Task list:
1 > According to the article on chromophobia below, why is it important to understand chromophobia altogether? Answer in one to three sentences.
2 > Write the next passage of the article on chromophobia below, starting after its last sentence.

Source document:
========

In simple terms, chromophobia is the fear of colours (chromo means colour; phobia means an extreme fear or aversion to something). This fear is associated with a series of reactions that vary between individuals. Most of the reactions are psychological and usually induce panic attacks, anxiety, and general dislike or discomfort towards a particular colour(s). It is important to understand the role colour plays in individuals and societies to ensure individual well-being, cultural appreciation, art, and design, as well as empathy and awareness in communities. For example, colours have an emblematic importance in certain cultures, like green being associated with safety, health, and growth in Western countries and some parts of Africa, and they have a negative essence in Indonesia as they represent exorcism and infidelity. To communicate across cultures effectively and to prevent inadvertent misunderstandings, it is important to understand chromophobia altogether.1

This article focuses on the history of chromophobia, what it is caused by and its cultural aspects. It also dives into the effect chromophobia has on architecture and some ways to overcome the phobia.

Historical background

Chromophobia has roots in a variety of cultures and backgrounds. While some have connected it to religious and cultural beliefs, others have linked it to medical and psychological disorders. Most fear of colours is closely related to how some cultures associate that particular colour with negative meanings or superstitions. Ancient Greece associated mourning and death with the colour black, while in Egypt, yellow was considered sacred because of its relationship with the sun god Ra2.

The colours that are known today were influenced by different cultural and scientific theories. Theories like Goethe’s theory suggested that there was a subjective nature of colour perception in understanding colour. Therefore, not only has it proven difficult to come up with a universal understanding of colour perception, but it also involves other theories that involve its fear. A blend of cultural symbolism and scientific exploration are factors in understanding chromophobia, which makes it a complex idea.3

Chromophobia is a psychological phenomenon

The actual cause of chromophobia is unknown, although it is believed to result from genetic or environmental factors. Most individuals who experience chromophobia have a fear of one specific colour, and it is related to how it makes them feel.

========

Information supplied:
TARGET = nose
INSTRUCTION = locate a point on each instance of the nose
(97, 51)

========

Solved problems:
1 > Understanding chromophobia matters so that people can communicate effectively across cultures and avoid inadvertent misunderstandings. Colors carry emblematic meanings that differ between cultures. Green, for example, signals safety, health, and growth in Western countries and parts of Africa but represents exorcism and infidelity in Indonesia.

2 >
Additionally, individuals presenting with the following symptoms are at a higher risk of chromophobia: sensory processing disorder, generalized anxiety disorder, history of panic disorder, mental illnesses, mood disorders and substance abuse disorder. Some people who develop chromophobia acquire it from post-traumatic events. Usually, the specific colour that instils intense fear is a reminder of a traumatic past or event that has occurred that was distressing. For example, some individuals are afraid of the colour red usually from its association with blood and one could have been involved in a car crash that resulted in some form of bleeding hence the fear.4

Symptoms of chromophobia vary between individuals mostly because of how one perceives colour or associates the colour. Upon having a conversation with an individual who had chromophobia as an additional factor to obsessive-compulsive disorder (OCD) and who has a fear of the colour purple and green, some light was shed on understanding some of the symptoms. She described chromophobia symptoms as follows:

‘’Whenever I see purple (or green), my heart grows 4 times larger than my body, and I fail to breathe. It is like an overstimulation of my brain, and I feel very claustrophobic. I know it is just an irrational fear, and colour will not hurt me anyhow; however, subconsciously, I feel like I am dying, and my body reacts that way’’.

This reaction described above is not trauma-related and more of an overstimulation to the brain. It is these grey areas that scientific research needs to dive into to better understand what it is about a specific colour that causes overstimulation, especially in individuals presenting with mental health disorders.2

Some other symptoms of chromophobia, which are true to most phobias, are dizziness and shaking. hyperhidrosis (extreme sweating), nausea and indigestion. Some individuals even go on to develop agoraphobia, which is a fear of being in situations where escape might be difficult, or help wouldn’t be available if things go wrong.5

Overcoming chromophobia

Diagnosis of chromophobia is based on a mental health evaluation done by health professionals. Once there is a diagnosis, possible treatment options are introduced. According to the NHS, the main types of treatments involved are self-help techniques, talking techniques and medication.

Self-help techniques incorporate the gradual increase one is in contact with the colour they have a phobia for. One can do some breathing and meditation exercises to help when they feel anxious whenever there are some interactions with the colour.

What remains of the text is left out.